Start of MATERIAL FOR THIS TASK
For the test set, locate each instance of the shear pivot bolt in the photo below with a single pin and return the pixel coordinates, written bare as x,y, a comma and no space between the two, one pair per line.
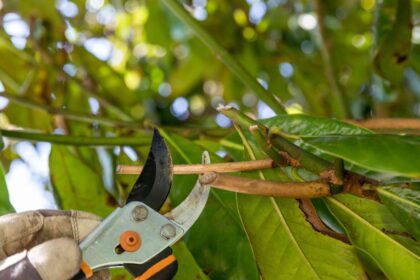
139,213
168,231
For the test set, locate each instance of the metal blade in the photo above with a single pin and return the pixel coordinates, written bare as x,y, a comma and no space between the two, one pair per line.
154,183
190,209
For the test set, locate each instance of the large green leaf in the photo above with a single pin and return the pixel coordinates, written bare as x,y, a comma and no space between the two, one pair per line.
5,206
404,204
286,246
216,240
366,223
395,154
77,186
187,265
304,125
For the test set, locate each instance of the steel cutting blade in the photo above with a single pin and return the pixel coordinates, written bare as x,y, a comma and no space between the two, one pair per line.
154,183
191,208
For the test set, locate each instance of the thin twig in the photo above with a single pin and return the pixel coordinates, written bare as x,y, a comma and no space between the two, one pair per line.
67,114
266,188
204,168
226,58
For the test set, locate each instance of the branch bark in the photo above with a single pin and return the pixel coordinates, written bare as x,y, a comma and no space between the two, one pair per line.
End of MATERIAL FOR THIS TASK
**JOB**
Output the material above as a Markdown table with the columns Row and Text, one numbered row per line, skipping blank lines and omitting the pictures.

**OUTPUT FOR THIS TASK**
| Row | Text |
|---|---|
| 1 | For the test set, locate each instance of the shear pivot bolt in the photo below with a single pin and return the pixel coordinates, written bare as x,y, a comma and no space between the two, one pair per line. |
| 2 | 139,213 |
| 3 | 168,231 |
| 4 | For the test set, locate each instance of the metal blade in the photo above with a single pin and return the pixel coordinates, written bare as x,y, a comma and no space between the two, one pair per line. |
| 5 | 154,183 |
| 6 | 190,209 |
| 7 | For the test set, locate each instance of the large green leaf in the photo above with a single pin and return the pixel coordinates, written bare as x,y, a comma and no space between the two, one pair per line. |
| 8 | 5,206 |
| 9 | 404,204 |
| 10 | 286,246 |
| 11 | 216,240 |
| 12 | 366,223 |
| 13 | 395,154 |
| 14 | 77,186 |
| 15 | 187,265 |
| 16 | 304,125 |
| 17 | For the test set, locate each instance of the steel cutting blade in the photo above with a single pin and return the pixel coordinates, written bare as x,y, a comma and no space between the two, one pair per line. |
| 18 | 154,183 |
| 19 | 191,208 |
| 20 | For the test set, locate each instance of the thin twig in the photo above with a single pin and return the pixel coordinates, written bare as x,y, a comma and no space between the two, one pair per line. |
| 21 | 67,114 |
| 22 | 266,188 |
| 23 | 204,168 |
| 24 | 226,58 |
| 25 | For the test set, locate each instance of the branch bark in the photo above with a single pin and return the pixel coordinates, written bare as x,y, a comma and no space between the two, one pair per line. |